Pointing dataset excerpts
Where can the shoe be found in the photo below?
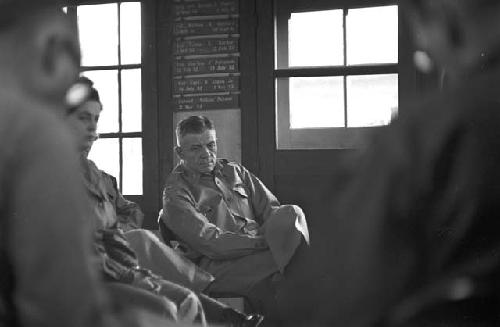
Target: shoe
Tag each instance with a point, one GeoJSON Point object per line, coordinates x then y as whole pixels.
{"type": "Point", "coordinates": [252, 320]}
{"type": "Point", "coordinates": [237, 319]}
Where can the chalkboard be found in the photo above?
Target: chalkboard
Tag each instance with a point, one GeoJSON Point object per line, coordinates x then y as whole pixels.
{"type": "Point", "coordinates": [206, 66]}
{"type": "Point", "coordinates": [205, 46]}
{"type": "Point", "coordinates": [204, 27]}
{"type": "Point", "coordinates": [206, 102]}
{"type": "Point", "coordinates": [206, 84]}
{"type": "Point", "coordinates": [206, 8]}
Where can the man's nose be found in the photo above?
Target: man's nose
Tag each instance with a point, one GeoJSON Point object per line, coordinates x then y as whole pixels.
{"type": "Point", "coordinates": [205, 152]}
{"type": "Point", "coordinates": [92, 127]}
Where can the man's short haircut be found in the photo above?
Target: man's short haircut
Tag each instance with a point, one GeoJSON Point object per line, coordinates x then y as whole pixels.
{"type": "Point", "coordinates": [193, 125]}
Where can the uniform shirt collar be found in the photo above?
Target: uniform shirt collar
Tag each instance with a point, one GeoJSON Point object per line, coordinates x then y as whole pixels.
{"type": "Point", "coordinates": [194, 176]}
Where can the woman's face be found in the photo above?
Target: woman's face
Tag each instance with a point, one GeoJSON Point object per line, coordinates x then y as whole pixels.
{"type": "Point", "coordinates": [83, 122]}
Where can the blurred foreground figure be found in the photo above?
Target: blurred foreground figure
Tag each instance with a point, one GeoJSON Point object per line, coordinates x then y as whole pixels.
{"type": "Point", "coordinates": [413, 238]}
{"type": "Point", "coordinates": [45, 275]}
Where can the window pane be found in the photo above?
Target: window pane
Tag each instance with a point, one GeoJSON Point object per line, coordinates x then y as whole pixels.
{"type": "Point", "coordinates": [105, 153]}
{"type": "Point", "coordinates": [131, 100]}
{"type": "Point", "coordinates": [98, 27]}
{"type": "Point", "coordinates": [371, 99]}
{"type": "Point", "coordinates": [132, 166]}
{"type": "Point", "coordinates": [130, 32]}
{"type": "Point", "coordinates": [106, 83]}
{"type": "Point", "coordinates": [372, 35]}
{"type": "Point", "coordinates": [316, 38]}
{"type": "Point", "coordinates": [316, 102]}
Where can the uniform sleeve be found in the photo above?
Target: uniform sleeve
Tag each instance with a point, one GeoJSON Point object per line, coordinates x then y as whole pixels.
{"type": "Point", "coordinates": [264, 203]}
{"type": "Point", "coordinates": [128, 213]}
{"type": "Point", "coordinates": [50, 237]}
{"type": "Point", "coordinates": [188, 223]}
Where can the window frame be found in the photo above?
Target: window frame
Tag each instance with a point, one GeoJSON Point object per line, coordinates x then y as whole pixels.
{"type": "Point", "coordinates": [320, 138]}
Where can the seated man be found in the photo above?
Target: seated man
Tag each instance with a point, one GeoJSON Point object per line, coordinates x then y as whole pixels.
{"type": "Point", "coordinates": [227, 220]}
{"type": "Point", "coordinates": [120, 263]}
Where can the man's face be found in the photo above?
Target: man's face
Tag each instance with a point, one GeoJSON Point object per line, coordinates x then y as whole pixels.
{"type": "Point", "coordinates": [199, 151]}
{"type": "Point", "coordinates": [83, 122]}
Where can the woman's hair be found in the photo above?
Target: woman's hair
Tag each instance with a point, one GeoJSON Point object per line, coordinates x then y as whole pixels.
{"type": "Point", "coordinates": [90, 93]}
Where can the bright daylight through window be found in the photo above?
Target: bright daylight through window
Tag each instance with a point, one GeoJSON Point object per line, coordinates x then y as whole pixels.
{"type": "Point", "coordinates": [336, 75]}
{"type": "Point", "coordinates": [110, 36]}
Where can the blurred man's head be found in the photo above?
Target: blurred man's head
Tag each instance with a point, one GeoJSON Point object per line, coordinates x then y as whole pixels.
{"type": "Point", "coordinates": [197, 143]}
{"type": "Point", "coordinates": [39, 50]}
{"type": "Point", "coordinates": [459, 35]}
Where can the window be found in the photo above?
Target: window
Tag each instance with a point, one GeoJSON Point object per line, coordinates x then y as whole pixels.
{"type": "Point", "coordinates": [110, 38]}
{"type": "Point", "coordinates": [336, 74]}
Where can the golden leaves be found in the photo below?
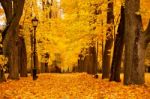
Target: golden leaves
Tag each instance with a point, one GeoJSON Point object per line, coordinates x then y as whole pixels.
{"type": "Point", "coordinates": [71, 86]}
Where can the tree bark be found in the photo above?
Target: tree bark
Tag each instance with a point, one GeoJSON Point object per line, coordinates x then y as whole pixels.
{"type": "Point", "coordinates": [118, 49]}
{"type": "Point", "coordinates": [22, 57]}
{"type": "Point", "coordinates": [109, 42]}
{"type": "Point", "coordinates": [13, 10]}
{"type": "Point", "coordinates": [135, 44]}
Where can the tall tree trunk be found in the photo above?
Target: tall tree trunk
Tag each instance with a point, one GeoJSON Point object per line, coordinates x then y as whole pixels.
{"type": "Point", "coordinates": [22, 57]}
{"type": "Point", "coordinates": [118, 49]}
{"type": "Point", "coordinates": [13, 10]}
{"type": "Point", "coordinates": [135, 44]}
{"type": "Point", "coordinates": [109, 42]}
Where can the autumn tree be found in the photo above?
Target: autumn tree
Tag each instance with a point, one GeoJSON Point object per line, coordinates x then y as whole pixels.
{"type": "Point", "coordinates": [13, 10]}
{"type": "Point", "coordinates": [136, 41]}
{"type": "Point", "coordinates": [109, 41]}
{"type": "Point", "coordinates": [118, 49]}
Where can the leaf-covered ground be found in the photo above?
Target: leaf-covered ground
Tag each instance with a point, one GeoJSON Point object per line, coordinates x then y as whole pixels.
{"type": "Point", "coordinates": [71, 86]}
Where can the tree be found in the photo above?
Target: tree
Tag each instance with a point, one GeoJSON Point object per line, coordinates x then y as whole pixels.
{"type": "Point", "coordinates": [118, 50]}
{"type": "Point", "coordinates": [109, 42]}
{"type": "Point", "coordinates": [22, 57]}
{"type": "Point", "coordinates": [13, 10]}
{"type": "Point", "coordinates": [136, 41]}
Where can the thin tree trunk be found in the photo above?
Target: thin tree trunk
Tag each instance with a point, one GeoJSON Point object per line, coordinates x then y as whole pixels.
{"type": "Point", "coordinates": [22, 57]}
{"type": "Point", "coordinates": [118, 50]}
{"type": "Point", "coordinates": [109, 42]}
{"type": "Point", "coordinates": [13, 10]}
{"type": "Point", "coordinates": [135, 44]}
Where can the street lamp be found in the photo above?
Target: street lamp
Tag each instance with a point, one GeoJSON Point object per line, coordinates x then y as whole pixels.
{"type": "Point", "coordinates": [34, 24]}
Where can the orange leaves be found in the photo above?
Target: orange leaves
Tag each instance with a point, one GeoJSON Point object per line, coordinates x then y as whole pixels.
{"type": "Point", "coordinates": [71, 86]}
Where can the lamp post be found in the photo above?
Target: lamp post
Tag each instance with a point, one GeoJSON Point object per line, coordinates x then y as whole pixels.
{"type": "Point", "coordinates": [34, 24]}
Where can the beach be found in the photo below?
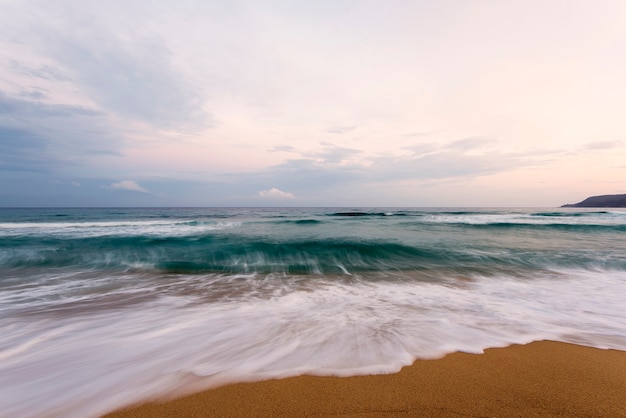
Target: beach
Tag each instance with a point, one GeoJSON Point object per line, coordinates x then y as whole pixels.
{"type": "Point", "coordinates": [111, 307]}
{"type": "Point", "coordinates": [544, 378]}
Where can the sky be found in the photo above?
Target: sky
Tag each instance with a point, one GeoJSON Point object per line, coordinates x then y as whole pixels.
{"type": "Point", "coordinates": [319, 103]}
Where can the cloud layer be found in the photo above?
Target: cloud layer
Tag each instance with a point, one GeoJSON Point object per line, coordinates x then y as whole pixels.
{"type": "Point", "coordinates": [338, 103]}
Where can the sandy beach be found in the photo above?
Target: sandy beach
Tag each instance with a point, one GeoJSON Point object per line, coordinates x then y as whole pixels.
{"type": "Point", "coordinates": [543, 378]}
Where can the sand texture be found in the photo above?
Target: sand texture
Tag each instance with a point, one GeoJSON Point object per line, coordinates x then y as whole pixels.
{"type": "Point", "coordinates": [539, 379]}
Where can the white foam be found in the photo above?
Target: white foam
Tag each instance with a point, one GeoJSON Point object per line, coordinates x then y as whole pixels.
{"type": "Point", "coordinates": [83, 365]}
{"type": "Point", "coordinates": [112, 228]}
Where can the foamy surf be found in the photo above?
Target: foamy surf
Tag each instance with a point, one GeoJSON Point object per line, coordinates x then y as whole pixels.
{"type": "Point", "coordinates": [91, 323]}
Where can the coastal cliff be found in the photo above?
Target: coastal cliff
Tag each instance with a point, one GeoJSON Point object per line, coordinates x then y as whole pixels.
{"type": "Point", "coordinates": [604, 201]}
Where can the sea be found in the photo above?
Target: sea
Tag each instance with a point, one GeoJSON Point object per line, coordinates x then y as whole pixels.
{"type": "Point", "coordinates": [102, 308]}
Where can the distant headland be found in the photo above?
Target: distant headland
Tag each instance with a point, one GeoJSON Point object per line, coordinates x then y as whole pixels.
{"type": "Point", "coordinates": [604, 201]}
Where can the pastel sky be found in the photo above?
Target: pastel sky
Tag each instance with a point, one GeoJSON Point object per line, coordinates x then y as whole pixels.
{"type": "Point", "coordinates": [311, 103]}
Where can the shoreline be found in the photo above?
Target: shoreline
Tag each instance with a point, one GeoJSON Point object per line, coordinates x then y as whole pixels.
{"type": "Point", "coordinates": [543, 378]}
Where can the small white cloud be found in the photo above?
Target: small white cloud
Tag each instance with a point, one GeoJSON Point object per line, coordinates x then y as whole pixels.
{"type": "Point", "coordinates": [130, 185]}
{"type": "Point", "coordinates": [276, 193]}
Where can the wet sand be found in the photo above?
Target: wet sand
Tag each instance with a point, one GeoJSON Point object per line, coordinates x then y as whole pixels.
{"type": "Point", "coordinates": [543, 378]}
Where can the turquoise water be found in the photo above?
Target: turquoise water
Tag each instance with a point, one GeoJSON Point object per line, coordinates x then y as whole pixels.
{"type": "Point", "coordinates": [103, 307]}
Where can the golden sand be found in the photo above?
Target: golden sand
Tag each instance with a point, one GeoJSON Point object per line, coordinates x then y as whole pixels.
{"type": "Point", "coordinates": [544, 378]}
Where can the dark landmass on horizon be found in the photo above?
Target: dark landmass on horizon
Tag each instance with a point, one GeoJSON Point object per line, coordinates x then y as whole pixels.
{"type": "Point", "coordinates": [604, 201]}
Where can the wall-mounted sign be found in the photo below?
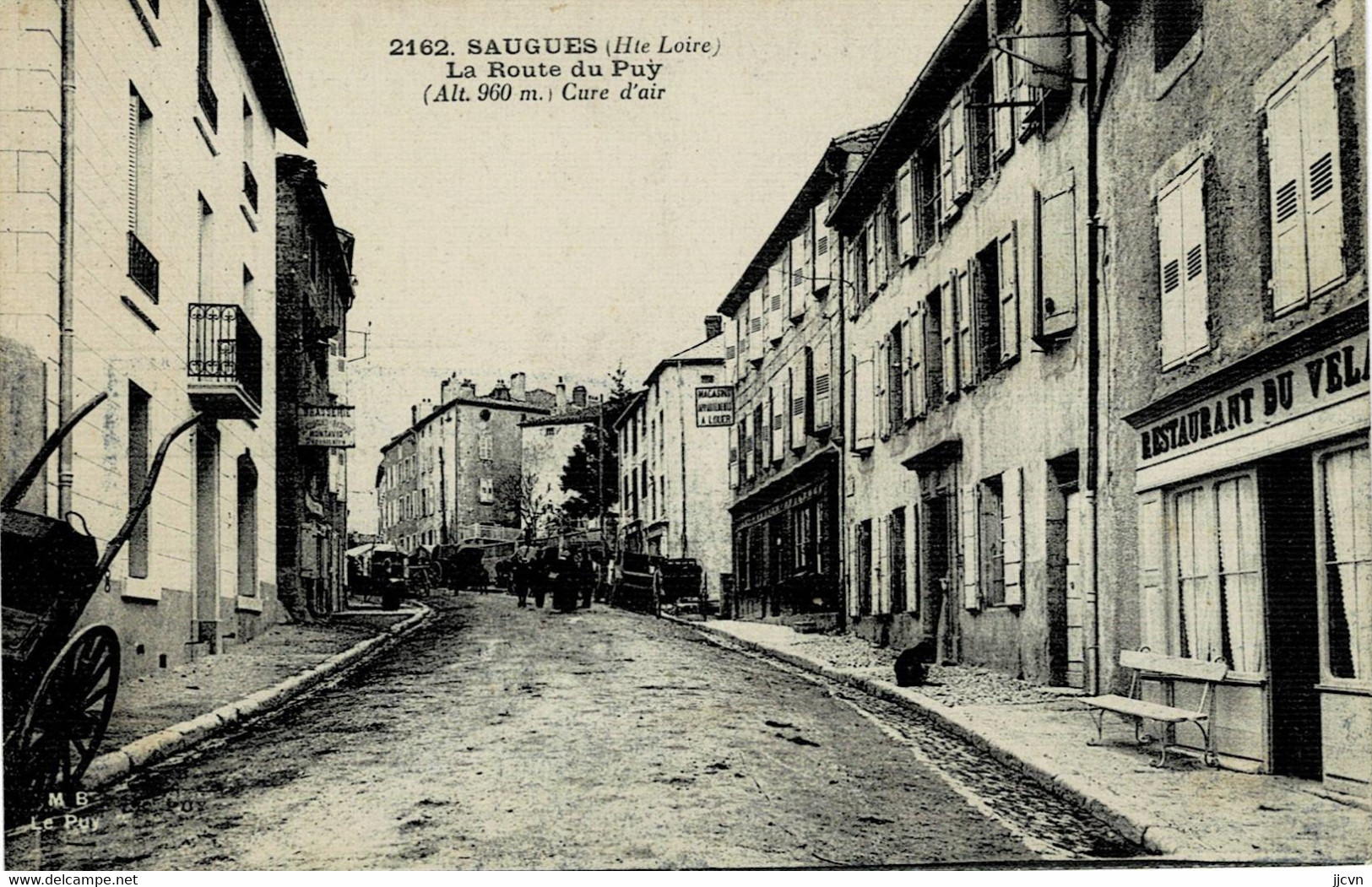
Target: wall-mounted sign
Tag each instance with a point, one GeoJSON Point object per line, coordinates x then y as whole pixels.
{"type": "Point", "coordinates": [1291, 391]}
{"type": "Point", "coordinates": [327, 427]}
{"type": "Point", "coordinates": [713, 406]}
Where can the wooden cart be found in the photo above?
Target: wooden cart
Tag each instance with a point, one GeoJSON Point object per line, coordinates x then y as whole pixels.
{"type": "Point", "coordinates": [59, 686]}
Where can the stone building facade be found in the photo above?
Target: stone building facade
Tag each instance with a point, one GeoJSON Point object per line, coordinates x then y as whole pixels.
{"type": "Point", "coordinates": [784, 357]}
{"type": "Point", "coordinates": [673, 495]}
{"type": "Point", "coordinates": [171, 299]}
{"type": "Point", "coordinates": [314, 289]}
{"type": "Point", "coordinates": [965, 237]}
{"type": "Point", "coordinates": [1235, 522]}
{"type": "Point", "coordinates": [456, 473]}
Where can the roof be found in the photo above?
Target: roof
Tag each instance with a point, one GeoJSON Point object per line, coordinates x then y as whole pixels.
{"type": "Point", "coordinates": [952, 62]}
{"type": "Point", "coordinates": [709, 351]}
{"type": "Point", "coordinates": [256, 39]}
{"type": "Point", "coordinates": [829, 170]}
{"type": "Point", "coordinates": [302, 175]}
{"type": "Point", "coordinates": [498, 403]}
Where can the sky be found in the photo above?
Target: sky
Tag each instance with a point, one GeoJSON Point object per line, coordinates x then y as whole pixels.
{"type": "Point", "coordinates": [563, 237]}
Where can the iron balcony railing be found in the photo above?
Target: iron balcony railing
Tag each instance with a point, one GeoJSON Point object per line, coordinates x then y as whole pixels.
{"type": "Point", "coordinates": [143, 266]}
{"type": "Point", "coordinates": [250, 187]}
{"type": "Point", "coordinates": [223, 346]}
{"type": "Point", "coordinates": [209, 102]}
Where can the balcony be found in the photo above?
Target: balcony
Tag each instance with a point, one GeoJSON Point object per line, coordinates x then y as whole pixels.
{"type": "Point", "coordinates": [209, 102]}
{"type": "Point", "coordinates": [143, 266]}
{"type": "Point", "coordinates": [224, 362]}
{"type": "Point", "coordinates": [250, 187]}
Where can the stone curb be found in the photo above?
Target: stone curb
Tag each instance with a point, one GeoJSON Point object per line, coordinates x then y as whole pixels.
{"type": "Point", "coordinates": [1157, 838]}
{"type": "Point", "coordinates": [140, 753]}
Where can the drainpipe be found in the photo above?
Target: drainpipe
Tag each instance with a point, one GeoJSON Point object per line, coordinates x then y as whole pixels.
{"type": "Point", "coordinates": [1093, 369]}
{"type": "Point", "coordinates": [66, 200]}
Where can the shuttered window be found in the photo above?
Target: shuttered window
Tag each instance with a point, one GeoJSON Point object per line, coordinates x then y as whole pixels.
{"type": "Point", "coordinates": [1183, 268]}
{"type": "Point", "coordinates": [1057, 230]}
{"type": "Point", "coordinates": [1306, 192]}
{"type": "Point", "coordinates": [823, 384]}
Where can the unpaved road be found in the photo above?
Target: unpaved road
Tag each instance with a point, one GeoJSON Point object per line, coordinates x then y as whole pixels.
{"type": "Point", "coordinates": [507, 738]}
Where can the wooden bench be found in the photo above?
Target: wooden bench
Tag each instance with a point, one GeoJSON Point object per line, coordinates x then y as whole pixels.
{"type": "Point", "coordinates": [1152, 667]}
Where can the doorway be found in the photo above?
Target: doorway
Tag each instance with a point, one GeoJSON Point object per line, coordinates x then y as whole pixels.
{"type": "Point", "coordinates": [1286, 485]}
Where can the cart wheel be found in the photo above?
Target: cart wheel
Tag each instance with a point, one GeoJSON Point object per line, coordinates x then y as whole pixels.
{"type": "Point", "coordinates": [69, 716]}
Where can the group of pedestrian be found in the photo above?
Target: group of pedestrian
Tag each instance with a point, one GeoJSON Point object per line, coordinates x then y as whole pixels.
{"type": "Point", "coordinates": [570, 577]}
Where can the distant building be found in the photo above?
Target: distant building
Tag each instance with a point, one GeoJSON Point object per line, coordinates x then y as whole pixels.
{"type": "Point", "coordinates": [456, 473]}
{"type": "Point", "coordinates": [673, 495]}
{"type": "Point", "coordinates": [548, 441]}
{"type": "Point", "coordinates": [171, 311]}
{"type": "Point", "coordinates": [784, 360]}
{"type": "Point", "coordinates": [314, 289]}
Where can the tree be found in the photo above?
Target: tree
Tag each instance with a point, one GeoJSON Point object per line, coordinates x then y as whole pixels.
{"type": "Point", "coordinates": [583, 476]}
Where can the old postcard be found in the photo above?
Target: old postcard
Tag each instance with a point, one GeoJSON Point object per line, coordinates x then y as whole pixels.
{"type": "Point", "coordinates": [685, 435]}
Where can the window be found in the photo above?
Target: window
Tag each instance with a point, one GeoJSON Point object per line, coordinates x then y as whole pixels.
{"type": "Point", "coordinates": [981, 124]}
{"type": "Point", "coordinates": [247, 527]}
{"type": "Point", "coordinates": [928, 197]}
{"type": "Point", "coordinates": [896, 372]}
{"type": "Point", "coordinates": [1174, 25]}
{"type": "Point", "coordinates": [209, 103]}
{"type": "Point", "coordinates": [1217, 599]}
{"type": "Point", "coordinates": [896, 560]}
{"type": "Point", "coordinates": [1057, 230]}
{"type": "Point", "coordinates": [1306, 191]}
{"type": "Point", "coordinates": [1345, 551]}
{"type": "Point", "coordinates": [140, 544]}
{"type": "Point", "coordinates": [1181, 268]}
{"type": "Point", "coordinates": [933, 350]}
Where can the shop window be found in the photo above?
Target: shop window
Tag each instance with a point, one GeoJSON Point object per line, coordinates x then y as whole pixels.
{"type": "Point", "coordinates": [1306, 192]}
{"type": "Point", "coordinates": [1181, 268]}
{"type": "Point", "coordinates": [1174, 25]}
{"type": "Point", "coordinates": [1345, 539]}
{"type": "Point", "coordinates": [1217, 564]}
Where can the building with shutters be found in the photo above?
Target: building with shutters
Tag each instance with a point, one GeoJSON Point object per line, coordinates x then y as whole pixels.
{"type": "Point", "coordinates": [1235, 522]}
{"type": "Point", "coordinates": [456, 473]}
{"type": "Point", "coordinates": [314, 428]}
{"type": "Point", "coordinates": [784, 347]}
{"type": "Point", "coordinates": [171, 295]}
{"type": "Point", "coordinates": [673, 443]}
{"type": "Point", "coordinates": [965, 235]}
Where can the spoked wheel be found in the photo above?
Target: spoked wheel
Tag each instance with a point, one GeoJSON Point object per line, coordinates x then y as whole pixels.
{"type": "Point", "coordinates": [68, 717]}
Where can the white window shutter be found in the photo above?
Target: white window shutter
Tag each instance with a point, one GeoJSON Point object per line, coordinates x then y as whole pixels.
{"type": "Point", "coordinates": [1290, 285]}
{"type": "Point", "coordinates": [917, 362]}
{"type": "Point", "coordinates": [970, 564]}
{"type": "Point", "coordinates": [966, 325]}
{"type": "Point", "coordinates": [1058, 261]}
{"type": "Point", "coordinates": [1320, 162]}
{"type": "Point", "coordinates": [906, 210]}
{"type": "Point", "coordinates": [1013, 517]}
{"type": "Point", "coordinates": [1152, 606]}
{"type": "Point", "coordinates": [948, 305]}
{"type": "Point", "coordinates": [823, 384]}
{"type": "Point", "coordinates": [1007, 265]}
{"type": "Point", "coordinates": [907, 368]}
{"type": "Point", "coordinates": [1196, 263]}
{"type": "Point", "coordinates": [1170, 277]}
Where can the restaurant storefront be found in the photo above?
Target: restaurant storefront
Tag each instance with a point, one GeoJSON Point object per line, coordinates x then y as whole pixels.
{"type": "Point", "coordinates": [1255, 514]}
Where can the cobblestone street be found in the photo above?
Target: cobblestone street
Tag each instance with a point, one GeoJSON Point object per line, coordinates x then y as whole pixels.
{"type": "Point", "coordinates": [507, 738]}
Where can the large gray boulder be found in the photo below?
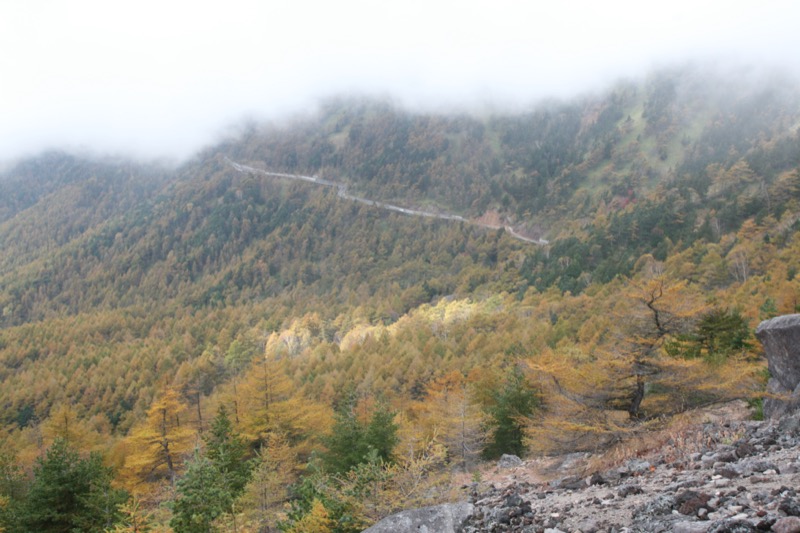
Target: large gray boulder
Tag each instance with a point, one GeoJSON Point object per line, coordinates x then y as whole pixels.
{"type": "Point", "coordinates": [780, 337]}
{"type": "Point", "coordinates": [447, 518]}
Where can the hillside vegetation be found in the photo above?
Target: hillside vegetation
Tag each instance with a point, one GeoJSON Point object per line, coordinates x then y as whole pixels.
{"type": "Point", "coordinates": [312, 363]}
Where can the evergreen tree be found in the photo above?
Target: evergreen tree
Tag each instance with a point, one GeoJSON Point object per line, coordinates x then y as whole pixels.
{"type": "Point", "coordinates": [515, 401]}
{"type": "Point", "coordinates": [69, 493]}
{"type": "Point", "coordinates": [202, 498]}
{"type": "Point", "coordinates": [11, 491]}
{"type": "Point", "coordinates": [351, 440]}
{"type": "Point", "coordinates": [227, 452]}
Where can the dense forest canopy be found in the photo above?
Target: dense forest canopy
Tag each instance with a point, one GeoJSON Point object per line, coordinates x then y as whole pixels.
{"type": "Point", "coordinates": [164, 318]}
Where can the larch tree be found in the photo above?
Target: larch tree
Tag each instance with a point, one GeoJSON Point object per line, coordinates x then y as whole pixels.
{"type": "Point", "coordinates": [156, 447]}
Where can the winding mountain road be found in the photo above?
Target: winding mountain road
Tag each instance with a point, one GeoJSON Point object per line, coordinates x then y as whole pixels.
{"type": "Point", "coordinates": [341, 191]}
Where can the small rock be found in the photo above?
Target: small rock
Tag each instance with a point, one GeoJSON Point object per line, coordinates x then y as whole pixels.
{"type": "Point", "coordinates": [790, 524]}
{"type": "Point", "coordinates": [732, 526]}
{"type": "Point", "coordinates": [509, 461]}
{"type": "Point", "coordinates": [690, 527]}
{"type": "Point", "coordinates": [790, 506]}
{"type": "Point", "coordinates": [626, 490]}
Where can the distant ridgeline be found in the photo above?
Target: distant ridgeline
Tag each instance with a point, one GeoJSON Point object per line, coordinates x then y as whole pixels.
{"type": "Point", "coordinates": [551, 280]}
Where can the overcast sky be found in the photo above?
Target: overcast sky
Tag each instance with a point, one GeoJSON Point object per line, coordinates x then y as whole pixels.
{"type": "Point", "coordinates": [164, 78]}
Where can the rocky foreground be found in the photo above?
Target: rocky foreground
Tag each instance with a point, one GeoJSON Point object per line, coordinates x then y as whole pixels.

SET EXERCISE: All lines from the one that contains "Where can the larch" through the end of the material are to be quoted exactly, with both ends included.

WORKED SOLUTION:
Where can the larch tree be found in the photo above?
Target: larch tree
Tag each instance with a point, one GeoJSON Point object per line, coordinates x then y as whole pixels.
{"type": "Point", "coordinates": [156, 447]}
Where can the winding mountain road be found in the photo above?
Target: winding mountain road
Tag each instance with a point, one GeoJSON Point object per line, coordinates x then y as whole pixels.
{"type": "Point", "coordinates": [341, 191]}
Where can the small rock be found in the photo above?
Target: small rock
Tag each instance with a point, one GeoJSON Point object per line, coordinates x then y as whole pixels.
{"type": "Point", "coordinates": [790, 524]}
{"type": "Point", "coordinates": [732, 526]}
{"type": "Point", "coordinates": [509, 461]}
{"type": "Point", "coordinates": [690, 527]}
{"type": "Point", "coordinates": [790, 506]}
{"type": "Point", "coordinates": [626, 490]}
Where can the distant ridgeline be found in the photo above?
Target: distant ridgeline
Tag each instance with a point, one GeoJSON Point object per line, coordinates x then y as whole pixels.
{"type": "Point", "coordinates": [551, 280]}
Where can the overcast sky be found in the photo above?
Target: overcast sky
Tag each instance with a point, one GeoJSON Point object per line, coordinates x then y as whole pixels.
{"type": "Point", "coordinates": [164, 78]}
Where can the rocky foreground be found in the photo above?
Target: rocky foreground
Tag each instance with a point, one GeoJSON Point object per line, coordinates x then y as whole pixels.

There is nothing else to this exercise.